### [WORK REQUEST]
Can you carry on the court judgment on the aggravated burglary appeal, picking up right after its last sentence?

DPP -v- Brian McGinley, [2013] IECCA 7 (2013)

Docket Number:298/10
Party Name:DPP, Brian McGinley
Judge:Fennelly J.


CCA Ref. 0298/2010

Fennelly J.

de Valera J.

McGovern J.




Judgment of the Court of Criminal Appeal delivered the 14th day of March 2013 by Mr Justice Fennelly

  1. The applicant has applied for leave to appeal against his conviction on 5th November 2010 at Tullamore Circuit Criminal Court on one count of aggravated burglary pursuant to Section 13 (1) of the Criminal Justice (Theft and Fraud Offences) Act, 2001. The trial took place before His Honour judge Kennedy and a jury. The verdict of guilty was by majority decision of 10:2. The applicant also appeals against severity of the sentence of ten years imprisonment imposed on 1st December 2010.

    The crime

  2. The crime of aggravated burglary was committed by four men wearing balaclavas at the home of Mr and Mrs Damien Kilmartin at Ladyswell, Glasson, Athlone, County Westmeath, on the evening of Sunday 13th February 2005. The case against the applicant depended exclusively on DNA analysis linking him to a blood stain found at the scene. The raiders wore balaclavas and gloves. No fingerprints were found.

  3. Mr Kilmartin had a service station and grocery in Athlone. It seems from the evidence that the object of the crime was the takings from the business. However, Mr Kilmartin had, in fact, lodged the takings at the bank safe in Athlone earlier in the day.

  4. Mr Kilmartin was at home on the Sunday evening with his wife and three children, the eldest of whom was then 15. He had a BMW three-door hatch back, silver in colour, which he had driven to various places during the day. He went to his golf club. He bought some groceries at his own shop and put them in the boot of the car. He watched a rugby match at a pub and went home at about six o’clock. He parked the car around the back of the house and took the groceries out of the car. He closed down the boot and went in the back door. The family had dinner and watched some television.

  5. At about eight o’clock one of the family dogs began barking aggressively. Mr Kilmartin went towards the back door. This was about 8:15 to 8:30 in the evening. The door was burst in and four men wearing balaclavas came into the house, carrying various implements, which Mr Kilmartin described as a sledge hammer and two iron bars. There was also a baseball bat. He was pushed back into the kitchen. He and his wife were made to kneel. There was shouting and roaring. The men asked: “where are the lodgements” and “where’s the cash.” They also asked: “where are the kids?” and “who’s in the house?” Mr Kilmartin said there were no lodgements: he had lodged the money earlier. They asked if there was a safe in the house. Mr Kilmartin said there was and offered to bring them to it. He led them upstairs to see it.

Point-per-instance localization data:
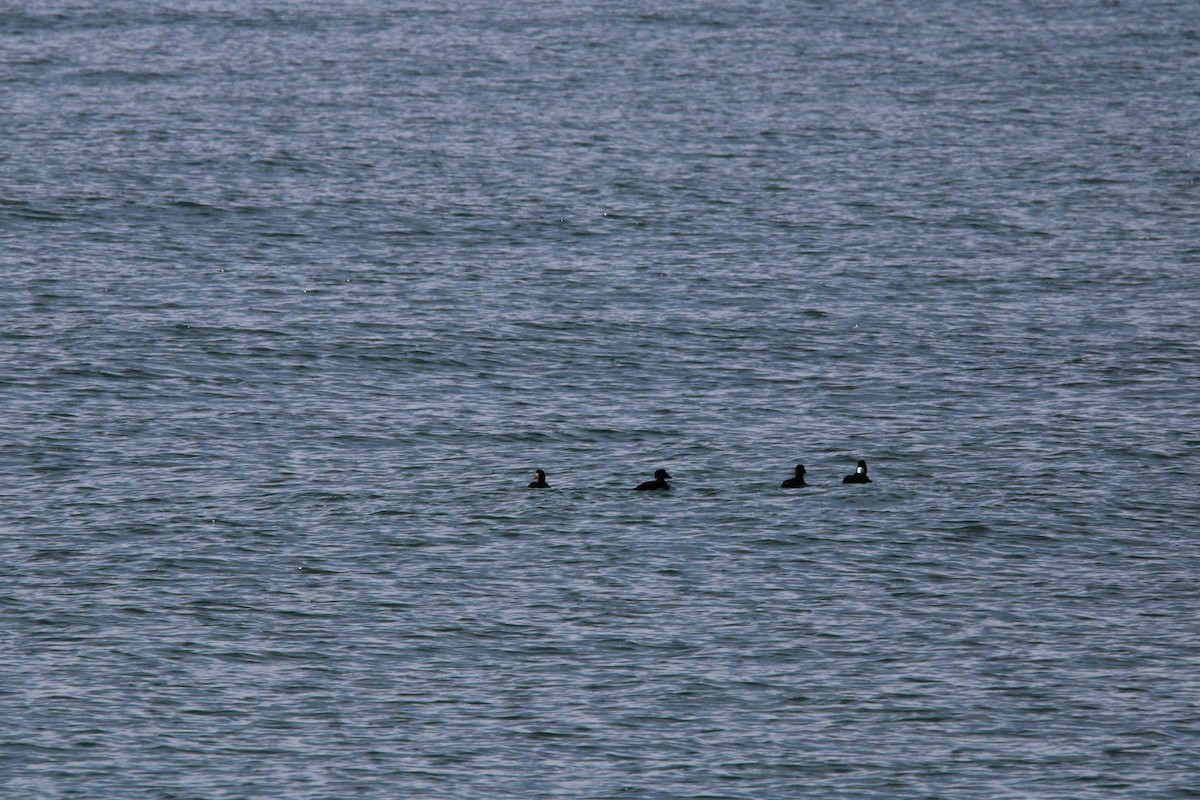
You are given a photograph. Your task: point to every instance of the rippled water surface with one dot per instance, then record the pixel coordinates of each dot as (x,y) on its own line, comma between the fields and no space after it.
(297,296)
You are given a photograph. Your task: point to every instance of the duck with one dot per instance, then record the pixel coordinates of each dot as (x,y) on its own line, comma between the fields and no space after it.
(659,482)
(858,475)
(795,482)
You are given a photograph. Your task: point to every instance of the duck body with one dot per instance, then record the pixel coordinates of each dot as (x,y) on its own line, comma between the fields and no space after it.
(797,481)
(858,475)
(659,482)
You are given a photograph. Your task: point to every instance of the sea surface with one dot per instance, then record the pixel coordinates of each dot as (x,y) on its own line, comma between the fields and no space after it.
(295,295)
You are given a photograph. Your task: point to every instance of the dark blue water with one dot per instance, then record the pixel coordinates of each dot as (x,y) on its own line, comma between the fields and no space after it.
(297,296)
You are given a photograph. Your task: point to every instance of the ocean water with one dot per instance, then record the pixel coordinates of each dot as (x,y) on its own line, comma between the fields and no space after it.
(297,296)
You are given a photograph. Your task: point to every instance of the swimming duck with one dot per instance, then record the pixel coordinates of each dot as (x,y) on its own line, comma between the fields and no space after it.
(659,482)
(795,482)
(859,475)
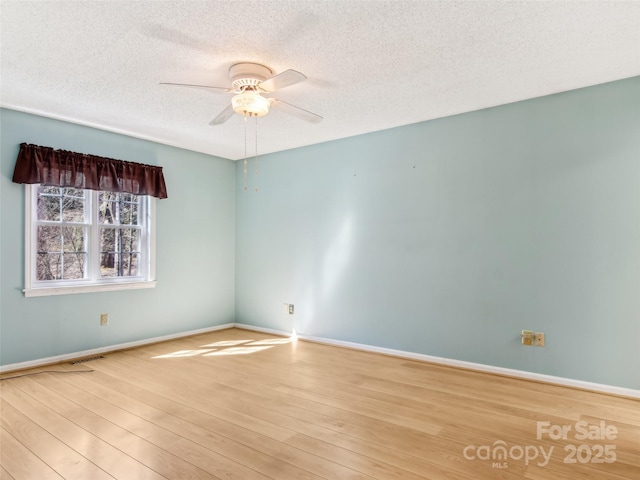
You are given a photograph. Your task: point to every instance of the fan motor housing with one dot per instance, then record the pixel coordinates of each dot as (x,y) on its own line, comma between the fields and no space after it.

### [EXPECTED ANSWER]
  6. The men got the children down from upstairs. One of the men waved a knife which he took from a birthday cake. The safe was in an attic upstairs. Two men accompanied Mr Kilmartin to the safe. The other two remained downstairs. The men asked for a key to the safe, but there was none, as it had been lost. One of the men hit Mr Kilmartin. One of the men attacked the safe with the sledge hammer. They spent ten or fifteen minutes trying to open the safe but failed. They decided to take the safe with them.

  7. They took all the family into a small bathroom. They took their mobile phones (except that of Mr Kilmartin’s father who had called to the house to collect a suitcase). Mr Kilmartin had his hands cable-tied. They also tied up Mrs Kilmartin and the children. The family heard loud noise as the raiders rolled the safe down the stairs. They asked and were told where to find the keys of the cars. They closed the family into the bathroom by tying the doorknobs on the outside.

  8. Mr Kilmartin managed to break free from the ties on his hands and to phone the gardaí using his father’s mobile. They arrived after some fifteen minutes.

  9. Mr Kilmartin went out to see what cars were gone. He saw that his car (the BMW) had been reversed up to within a few feet of the front door. His wife’s car was gone. The driver’s door of the BMW was open and the key was broken in the ignition. Mr Kilmartin then “noticed for the first time…a red stain on the left-hand side of the boot lid.” In cross-examination, he said that he recalled saying on an earlier occasion that there was blood on the boot of his car when he came out of the house. The gardaí told him to stay away from the car. They were preserving the scene.

  10. In the course of the raid, the safe, containing some €8,000 in cash, and Mrs Kilmartin’s jewellery valued at some €80,000 to €100,000 were taken. Mrs Kilmartin’s jeep was taken and later found burnt out.

    The Garda Investigation

  11. Sergeant Patrick Tulley was stationed at Athlone. He received a call at about 9:30 to the effect that the Kilmartin family were being held hostage. He travelled to the scene accompanied by other members. When they arrived they opened the bathroom and cut the ties off the wrists of those who were still tied. They took steps to preserve the scene. Sergeant Tulley called Chief Supt Rattigan who arrived shortly afterwards.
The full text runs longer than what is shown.